ASSIGNMENT: For this exercise, please find the lines in the entries that include the word "Target" and copy them.

DATA:

________________________

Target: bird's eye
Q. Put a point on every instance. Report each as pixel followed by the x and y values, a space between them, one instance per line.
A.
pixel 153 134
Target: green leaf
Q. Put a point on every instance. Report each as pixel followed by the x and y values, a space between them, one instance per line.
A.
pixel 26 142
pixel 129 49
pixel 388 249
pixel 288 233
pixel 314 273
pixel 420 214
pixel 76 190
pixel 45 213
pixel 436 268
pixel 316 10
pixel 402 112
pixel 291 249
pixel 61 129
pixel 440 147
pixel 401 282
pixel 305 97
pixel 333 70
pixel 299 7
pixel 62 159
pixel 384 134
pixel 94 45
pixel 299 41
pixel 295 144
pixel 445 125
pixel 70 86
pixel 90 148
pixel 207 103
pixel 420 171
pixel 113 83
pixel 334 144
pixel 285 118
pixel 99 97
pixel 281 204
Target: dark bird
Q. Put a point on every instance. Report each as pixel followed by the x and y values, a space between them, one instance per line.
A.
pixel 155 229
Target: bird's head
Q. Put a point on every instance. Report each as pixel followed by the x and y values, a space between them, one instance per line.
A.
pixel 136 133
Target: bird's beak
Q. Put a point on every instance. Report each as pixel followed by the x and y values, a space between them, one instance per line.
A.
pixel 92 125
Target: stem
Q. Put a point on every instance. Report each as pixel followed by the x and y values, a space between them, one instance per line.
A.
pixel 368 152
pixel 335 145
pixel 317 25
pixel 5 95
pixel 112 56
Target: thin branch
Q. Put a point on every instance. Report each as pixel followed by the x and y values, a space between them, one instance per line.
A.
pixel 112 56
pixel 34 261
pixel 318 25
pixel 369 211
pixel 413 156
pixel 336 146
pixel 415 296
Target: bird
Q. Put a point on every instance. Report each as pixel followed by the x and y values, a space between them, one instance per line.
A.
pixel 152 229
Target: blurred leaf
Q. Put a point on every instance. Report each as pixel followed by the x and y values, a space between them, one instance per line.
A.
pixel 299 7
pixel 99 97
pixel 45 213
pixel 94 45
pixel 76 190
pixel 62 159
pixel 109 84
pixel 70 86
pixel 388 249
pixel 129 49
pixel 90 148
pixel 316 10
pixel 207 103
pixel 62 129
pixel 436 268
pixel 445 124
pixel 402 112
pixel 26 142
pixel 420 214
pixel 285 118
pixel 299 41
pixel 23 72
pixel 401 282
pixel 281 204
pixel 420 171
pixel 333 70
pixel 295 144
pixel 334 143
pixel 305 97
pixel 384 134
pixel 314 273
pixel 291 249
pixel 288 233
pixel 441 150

________________________

RESPONSE TO THIS TASK:
Target: bird's eye
Target: green leaf
Target: dark bird
Target: bird's head
Target: bird's beak
Target: stem
Target: thin branch
Target: bird
Target: blurred leaf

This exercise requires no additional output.